# Article
So really, you look at our fiscal ’07 revenues and they ticked down as we restructured. In ’09, they grew by 14% and the same in ’10. We’ve been profitable for five years in a row over six years at a 22% compounded annual growth rate. We report Canadian GAAP and use pro forma net income, and have a 35% compounded growth rate in earnings.

Another important thing is that we are one of the few Canadian small-cap technology companies to pay a dividend; it’s about a 4.5% yield and we’ve been paying that for five years. The next important piece to mention is that we continued to grow during the downturn. We delivered that dividend in the worst of downturn and continued to post revenue growth.

So, we have a fairly stable growth story—it’s not hockey stick, but it’s high profit and there’s a real degree of consistency in the patent business.

Getting back to the standpoint of being undervalued, then: We are delivering on results three years into the restructuring, but are still undervalued in our eyes, yes. As a result, we wanted to do something different to tell our stories to investors.

How are you doing that—where did you start?

# Exercise a
Arrange the rows from the line containing "Can you find the white upper" through the end of the rows as a two-column CSV with the headers request and answer. Use one line per request, and put its text and its answer each in a single quoted field with line breaks replaced by spaces.
The text and the rows have no connection to one another.

(Records)
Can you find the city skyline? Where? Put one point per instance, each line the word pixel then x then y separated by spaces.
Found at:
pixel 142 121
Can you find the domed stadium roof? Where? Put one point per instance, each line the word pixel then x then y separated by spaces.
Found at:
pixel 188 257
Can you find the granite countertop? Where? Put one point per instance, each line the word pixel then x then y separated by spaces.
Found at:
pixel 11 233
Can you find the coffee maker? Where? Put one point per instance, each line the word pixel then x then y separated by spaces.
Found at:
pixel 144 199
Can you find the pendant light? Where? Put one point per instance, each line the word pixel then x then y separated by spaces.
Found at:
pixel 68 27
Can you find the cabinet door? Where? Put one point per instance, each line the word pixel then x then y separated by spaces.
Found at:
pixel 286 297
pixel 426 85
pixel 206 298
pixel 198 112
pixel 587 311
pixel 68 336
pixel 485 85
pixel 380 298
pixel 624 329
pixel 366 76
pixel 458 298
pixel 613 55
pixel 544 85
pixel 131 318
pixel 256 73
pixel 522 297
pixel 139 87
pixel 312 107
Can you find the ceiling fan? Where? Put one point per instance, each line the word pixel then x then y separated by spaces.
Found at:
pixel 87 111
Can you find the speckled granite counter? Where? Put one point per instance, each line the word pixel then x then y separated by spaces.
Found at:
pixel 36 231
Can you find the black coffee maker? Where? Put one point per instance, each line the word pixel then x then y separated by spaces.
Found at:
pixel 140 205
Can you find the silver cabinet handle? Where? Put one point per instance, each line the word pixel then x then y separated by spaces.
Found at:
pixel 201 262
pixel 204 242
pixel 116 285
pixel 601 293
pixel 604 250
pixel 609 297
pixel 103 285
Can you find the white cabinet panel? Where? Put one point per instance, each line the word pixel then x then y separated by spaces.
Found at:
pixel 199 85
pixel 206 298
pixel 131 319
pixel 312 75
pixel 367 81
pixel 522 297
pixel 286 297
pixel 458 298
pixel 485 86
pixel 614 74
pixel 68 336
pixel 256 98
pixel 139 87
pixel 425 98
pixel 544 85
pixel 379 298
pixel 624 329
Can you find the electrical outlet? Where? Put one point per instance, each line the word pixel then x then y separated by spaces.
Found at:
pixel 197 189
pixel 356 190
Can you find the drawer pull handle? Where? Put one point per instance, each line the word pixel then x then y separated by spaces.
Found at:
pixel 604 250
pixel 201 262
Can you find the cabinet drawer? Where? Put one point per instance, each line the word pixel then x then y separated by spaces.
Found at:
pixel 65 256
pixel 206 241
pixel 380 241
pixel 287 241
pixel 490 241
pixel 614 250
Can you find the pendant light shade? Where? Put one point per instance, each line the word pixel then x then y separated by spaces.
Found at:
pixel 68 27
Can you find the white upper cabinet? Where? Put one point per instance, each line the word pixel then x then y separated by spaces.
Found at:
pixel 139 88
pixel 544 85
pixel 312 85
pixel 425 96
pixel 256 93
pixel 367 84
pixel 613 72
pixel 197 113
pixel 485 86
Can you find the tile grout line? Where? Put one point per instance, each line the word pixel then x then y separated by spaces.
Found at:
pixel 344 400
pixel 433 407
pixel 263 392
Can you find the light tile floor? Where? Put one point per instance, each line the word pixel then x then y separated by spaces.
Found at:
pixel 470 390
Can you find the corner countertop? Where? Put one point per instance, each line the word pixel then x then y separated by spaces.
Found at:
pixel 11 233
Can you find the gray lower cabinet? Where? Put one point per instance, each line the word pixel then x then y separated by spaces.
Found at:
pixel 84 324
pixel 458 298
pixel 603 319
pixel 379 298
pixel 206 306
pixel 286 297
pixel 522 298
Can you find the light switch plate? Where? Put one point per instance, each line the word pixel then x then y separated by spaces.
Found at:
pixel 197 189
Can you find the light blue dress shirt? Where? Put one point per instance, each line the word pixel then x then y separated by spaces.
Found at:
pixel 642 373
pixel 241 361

# Exercise b
Answer these questions about the interview:
(i) By what percentage did revenues grow in '09?
(ii) What compounded growth rate in earnings does the company report?
(iii) About what yield does the company's dividend pay?

# Expected output a
request,answer
"Can you find the white upper cabinet? Where? Put one point per instance, each line the word pixel then x then y separated by spaces. Found at:","pixel 139 88 pixel 544 85 pixel 312 85 pixel 425 96 pixel 256 93 pixel 367 84 pixel 613 72 pixel 197 113 pixel 485 86"
"Can you find the tile grout line? Where? Put one point per instance, each line the word pixel then x then y separated by spaces. Found at:","pixel 344 400 pixel 433 407 pixel 263 392"
"Can you find the light tile floor? Where? Put one point per instance, each line the word pixel then x then y separated by spaces. Found at:","pixel 470 390"
"Can you find the corner countertop? Where? Put one point per instance, each line the word pixel then x then y separated by spaces. Found at:","pixel 11 233"
"Can you find the gray lower cabinet? Where? Put one point per instance, each line the word pixel then x then y separated by spaces. Found at:","pixel 84 324 pixel 458 298 pixel 603 319 pixel 379 298 pixel 206 306 pixel 286 297 pixel 522 298"
"Can you find the light switch plate? Where? Put one point per instance, each line the word pixel then x then y separated by spaces. Found at:","pixel 197 189"
"Can you find the light blue dress shirt? Where? Put one point per instance, each line the word pixel then x then y separated by spaces. Found at:","pixel 642 373 pixel 241 361"

# Expected output b
(i) 14%
(ii) 35%
(iii) About 4.5%